__Directive__
Reproduce word for word the rows between the line holding "This is a UI grounding task. Locate the railway" and the line holding "This is a UI grounding task. Locate the vertical", inclusive.

begin Record list

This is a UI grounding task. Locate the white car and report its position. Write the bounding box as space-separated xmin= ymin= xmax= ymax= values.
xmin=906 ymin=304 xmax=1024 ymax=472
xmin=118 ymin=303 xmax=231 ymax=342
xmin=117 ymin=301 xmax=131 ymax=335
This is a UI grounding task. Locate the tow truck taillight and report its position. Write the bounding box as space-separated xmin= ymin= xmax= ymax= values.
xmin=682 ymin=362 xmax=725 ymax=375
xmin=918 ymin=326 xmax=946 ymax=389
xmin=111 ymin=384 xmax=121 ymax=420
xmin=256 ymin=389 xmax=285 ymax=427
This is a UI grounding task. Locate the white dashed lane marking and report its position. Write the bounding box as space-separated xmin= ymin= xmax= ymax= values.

end Record list
begin Record list

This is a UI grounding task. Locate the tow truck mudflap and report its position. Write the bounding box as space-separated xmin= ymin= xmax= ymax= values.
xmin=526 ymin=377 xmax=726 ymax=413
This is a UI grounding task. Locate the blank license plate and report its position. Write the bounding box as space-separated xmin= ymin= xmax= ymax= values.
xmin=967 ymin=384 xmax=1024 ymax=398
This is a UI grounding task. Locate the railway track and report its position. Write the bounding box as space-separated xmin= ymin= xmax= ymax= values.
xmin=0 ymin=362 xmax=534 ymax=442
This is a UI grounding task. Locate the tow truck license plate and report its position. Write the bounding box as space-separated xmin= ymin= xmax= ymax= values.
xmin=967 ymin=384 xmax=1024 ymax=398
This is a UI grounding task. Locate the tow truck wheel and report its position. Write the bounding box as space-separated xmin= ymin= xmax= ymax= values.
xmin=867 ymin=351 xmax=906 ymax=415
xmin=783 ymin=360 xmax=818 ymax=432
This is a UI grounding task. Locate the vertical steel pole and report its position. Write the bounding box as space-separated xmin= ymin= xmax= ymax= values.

end Record list

__Answer to the exercise__
This is a UI grounding task. Locate the railway track and report its position. Write the bounding box as space-separated xmin= ymin= xmax= ymax= values.
xmin=0 ymin=362 xmax=534 ymax=442
This is a UI grounding task. Locate the tow truck license plate and report its position. Write the bounding box as space-separated xmin= ymin= xmax= ymax= values.
xmin=967 ymin=384 xmax=1024 ymax=398
This is a UI grounding task. Locate the tow truck wheel and report its position. Write the bounding box as space-separated xmin= ymin= xmax= ymax= values.
xmin=867 ymin=351 xmax=906 ymax=415
xmin=783 ymin=360 xmax=818 ymax=432
This is a UI grounding task. Locate the vertical steel pole and report its position. Write the bounding box as space-separated xmin= ymin= xmax= ymax= values.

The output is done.